Nenhum funcionário da Casa Branca ofereceu 'fatos' explicativos ou pediu desculpas. "A melhor analogia é o beisebol" – disse Gibbs. "O único modo de arrancar os caras de uma base, é mandar uma bola rápida. Aí, eles se mexem."
A generala dessa guerra é Anita Dunn, 51, veterana estrategista de campanhas eleitorais, que chegou em maio à Casa Branca. Dunn é um dos grandes nomes das campanhas dos Democratas desde o final dos anos 80 e, nesses meses, foi ela quem montou a nova estratégia de respostas rápidas. Na Casa Branca, converteu-se em leitora aplicada de todos os jornais mais conservadores e crítica ferocíssima da rede Fox News, comandando o movimento para impedir que funcionários do governo (inclusive Obama) deem entrevistas ou façam declarações àquela rede.

....

INSTRUÇÕES DA TAREFA A:
Segundo o trecho sobre a estratégia da Casa Branca, em que mês Anita Dunn chegou à Casa Branca?
INSTRUÇÕES DA TAREFA B:
Escreva a continuação do trecho sobre a estratégia da Casa Branca, começando logo após a última frase apresentada.
Os itens não são necessários para esta parte.

....

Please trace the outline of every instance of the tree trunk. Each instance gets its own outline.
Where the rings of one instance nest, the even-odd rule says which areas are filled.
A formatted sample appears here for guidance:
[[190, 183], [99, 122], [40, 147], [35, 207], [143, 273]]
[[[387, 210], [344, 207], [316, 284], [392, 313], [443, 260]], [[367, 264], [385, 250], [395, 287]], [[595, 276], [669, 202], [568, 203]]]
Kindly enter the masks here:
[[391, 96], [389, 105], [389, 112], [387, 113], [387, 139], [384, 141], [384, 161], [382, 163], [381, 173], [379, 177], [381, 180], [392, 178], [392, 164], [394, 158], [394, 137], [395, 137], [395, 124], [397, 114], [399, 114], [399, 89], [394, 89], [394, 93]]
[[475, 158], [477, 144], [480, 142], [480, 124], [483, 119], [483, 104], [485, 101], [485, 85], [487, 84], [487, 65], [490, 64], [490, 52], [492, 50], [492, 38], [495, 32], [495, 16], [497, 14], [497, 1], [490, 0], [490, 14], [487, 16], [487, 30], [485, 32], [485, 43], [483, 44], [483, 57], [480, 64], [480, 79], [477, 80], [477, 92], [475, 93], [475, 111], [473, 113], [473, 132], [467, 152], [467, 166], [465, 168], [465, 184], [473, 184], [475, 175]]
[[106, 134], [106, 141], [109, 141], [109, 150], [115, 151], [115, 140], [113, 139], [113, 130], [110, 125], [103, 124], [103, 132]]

....

RESULTADO ESPERADO A:
Em maio.

RESULTADO ESPERADO B:
"Trata-se de opinião partidarizada, travestida de noticiário e de jornalismo" – diz Dunn. "Eles ainda estão com bons números de audiência, mas estamos nos movimentando e não vamos perder essa."
O diretor de jornalismo da Fox, Michael Clemente, reagiu; disse que as críticas pela Casa Branca misturam os jornalistas da rede e colunistas não-jornalistas, como Glenn Beck [âncora de um dos programas de debates da Fox. Para saber quem é, ver O Público, de Portugal, em http://ultimahora.publico.clix.pt/noticia.aspx?id=1401620]. Para Clemente, Beck seria como "um colunista não-jornalista, dos que escrevem nos jornais"."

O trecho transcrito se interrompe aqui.